Reproduce every line of the listing below word for word.

A run of records:
━━━━━━━━━━━━━━━━

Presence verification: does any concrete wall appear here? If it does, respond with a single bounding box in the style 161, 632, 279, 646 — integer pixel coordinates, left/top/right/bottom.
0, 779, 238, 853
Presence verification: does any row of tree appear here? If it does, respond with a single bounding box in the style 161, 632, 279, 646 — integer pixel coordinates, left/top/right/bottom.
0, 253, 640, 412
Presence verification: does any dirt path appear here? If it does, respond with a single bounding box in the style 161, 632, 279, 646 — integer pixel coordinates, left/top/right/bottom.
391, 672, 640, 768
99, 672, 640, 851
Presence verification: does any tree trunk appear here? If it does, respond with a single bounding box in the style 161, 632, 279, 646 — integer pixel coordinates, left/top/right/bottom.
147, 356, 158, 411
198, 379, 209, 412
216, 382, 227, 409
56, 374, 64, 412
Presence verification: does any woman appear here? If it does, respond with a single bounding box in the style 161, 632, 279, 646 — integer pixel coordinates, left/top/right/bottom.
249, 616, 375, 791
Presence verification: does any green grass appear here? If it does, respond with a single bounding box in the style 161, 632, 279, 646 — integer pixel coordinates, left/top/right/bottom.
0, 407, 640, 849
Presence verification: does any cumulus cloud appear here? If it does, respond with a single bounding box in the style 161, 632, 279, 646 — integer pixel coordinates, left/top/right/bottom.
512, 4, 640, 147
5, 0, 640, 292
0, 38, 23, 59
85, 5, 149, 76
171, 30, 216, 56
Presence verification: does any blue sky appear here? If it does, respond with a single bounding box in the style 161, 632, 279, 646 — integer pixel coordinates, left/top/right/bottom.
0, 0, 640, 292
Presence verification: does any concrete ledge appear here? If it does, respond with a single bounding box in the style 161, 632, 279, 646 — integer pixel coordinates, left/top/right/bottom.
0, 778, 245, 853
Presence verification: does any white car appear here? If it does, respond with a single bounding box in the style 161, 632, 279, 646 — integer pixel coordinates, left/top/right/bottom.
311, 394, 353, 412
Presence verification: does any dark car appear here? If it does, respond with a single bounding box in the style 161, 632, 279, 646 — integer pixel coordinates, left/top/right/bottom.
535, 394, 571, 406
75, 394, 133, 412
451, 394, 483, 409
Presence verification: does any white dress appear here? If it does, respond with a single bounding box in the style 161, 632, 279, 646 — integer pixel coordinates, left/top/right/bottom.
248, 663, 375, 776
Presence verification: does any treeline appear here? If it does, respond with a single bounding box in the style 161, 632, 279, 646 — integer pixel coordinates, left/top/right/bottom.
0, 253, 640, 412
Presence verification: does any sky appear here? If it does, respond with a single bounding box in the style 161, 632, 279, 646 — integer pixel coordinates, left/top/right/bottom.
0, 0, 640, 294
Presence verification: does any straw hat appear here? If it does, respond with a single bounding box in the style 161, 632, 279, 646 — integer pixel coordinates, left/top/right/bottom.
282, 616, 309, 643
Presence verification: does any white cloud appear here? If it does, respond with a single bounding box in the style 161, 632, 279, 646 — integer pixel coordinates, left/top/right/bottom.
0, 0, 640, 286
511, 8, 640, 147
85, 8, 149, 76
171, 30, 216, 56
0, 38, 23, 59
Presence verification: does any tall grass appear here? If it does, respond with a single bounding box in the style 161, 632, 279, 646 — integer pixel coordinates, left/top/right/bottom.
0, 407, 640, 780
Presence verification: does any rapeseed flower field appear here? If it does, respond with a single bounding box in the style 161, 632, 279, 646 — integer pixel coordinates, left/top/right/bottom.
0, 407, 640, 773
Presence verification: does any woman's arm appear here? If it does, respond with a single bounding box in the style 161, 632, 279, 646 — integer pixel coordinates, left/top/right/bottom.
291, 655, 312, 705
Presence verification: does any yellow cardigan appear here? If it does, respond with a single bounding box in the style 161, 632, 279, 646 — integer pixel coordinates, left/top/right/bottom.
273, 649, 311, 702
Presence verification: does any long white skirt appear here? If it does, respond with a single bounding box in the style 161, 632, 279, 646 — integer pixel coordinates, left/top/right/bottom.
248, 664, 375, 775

━━━━━━━━━━━━━━━━

§ RESULT FOR THIS TASK:
Presence verification: does any concrete wall appear here? If it does, respond with a single bounding box in the style 161, 632, 279, 646 — integer pixel coordinates, left/top/right/bottom.
0, 779, 238, 853
Presence verification: does any row of tree appear here? If it does, respond with a single bounding box in the style 161, 632, 279, 646 — integer pixel coordinates, left/top/right/bottom.
0, 253, 640, 412
Presence verification: does any dirt path appear here? If it does, respond with a single bounding box in the style 161, 632, 279, 646 — integer pixel coordinates, left/top/right/bottom.
391, 672, 640, 768
99, 672, 640, 851
Presence verification: does any tree trunk appear here? If it does, respond with a single bounding box in the style 161, 632, 279, 646 — integer pixel coordinates, left/top/right/bottom.
147, 356, 158, 411
198, 379, 209, 412
216, 382, 227, 409
56, 374, 64, 412
Presence verification: does any woman appear here? If it does, respond with a single bounding box in the style 161, 632, 279, 646 — integer pixel coordinates, left/top/right/bottom.
249, 616, 375, 791
Presence verification: does any green grass appear here? If it does, respond with a single bounding box in the style 161, 632, 279, 646 — integer pixel coordinates, left/top/right/bottom.
0, 407, 640, 849
Presence verification: does any cumulus cloud appear here? If it does, respond with a single bounding box in the style 161, 632, 279, 646 — integer pixel coordinates, left/top/right/bottom.
512, 4, 640, 147
5, 0, 640, 292
0, 38, 23, 59
85, 5, 149, 76
171, 30, 216, 56
Presence verification: does any blue sky appear here? If it does, respond with a single bounding box in the style 161, 632, 279, 646 — integer pixel coordinates, left/top/right/bottom.
0, 0, 640, 292
Presence verification: does any concrete ledge appear here? If it does, respond with a single bounding box in the style 161, 632, 279, 646 — integer pixel coordinates, left/top/right/bottom.
0, 778, 245, 853
Presence verification: does any white car appear here? If it does, respond with a single bounding box in the style 161, 632, 279, 646 — integer pixel coordinates, left/top/right/bottom.
311, 394, 353, 412
Presence verification: does any dark car appear here? If it does, respond with a single bounding box in the style 161, 632, 279, 646 — integer pixel coordinates, left/top/right/bottom.
535, 394, 571, 406
75, 394, 133, 412
451, 394, 483, 409
Presence verification: does any white dress appear here? If it does, respond with a single bounding box in the style 161, 632, 279, 646 — integer pixel coordinates, left/top/right/bottom.
248, 663, 375, 776
Presence verification: does any treeline appear here? If it does, respond with a single bounding box in the style 161, 632, 279, 646 — integer pixel coordinates, left/top/right/bottom.
0, 253, 640, 412
Presence verification: does any sky appear here? If it does, respond with a single bounding box in the style 161, 632, 279, 646 — integer pixel coordinates, left/top/right/bottom.
0, 0, 640, 294
Presence verification: does any straw hat appear here? If it does, respond with a single bounding box in the style 161, 632, 279, 646 — integer pixel coordinates, left/top/right/bottom.
282, 616, 309, 643
Presence verification: does any white cloud appear here? If it does, respond with a single bounding box in the style 161, 632, 279, 646 — integer pixel coordinates, left/top/right/bottom.
0, 0, 640, 286
511, 8, 640, 147
85, 8, 149, 76
171, 30, 216, 56
0, 38, 23, 59
Presence verification: does any tall grass appear here? If it does, respond with a single bounding box in the style 161, 632, 279, 646 — integer pixel coordinates, left/top/right/bottom.
0, 407, 640, 780
Presence verification: does any rapeseed flower field appear here? If it does, respond with a single bounding box in the style 161, 632, 279, 646 — integer pixel coordinates, left/top/right/bottom.
0, 407, 640, 773
Presence verification: does any woman's arm appear here? If it does, respond with a single bounding box in the style 161, 632, 279, 646 — integer pixel coordinates, left/top/right/bottom.
291, 655, 312, 705
Presence verification: does any yellow cardigan appear here? If it does, respond with a single bounding box in the style 161, 632, 279, 646 — integer pixel coordinates, left/top/right/bottom.
273, 649, 311, 702
Presence verification: does any long white skirt appear here? If it does, respond with a single bounding box in the style 161, 632, 279, 646 — integer pixel coordinates, left/top/right/bottom.
248, 664, 375, 775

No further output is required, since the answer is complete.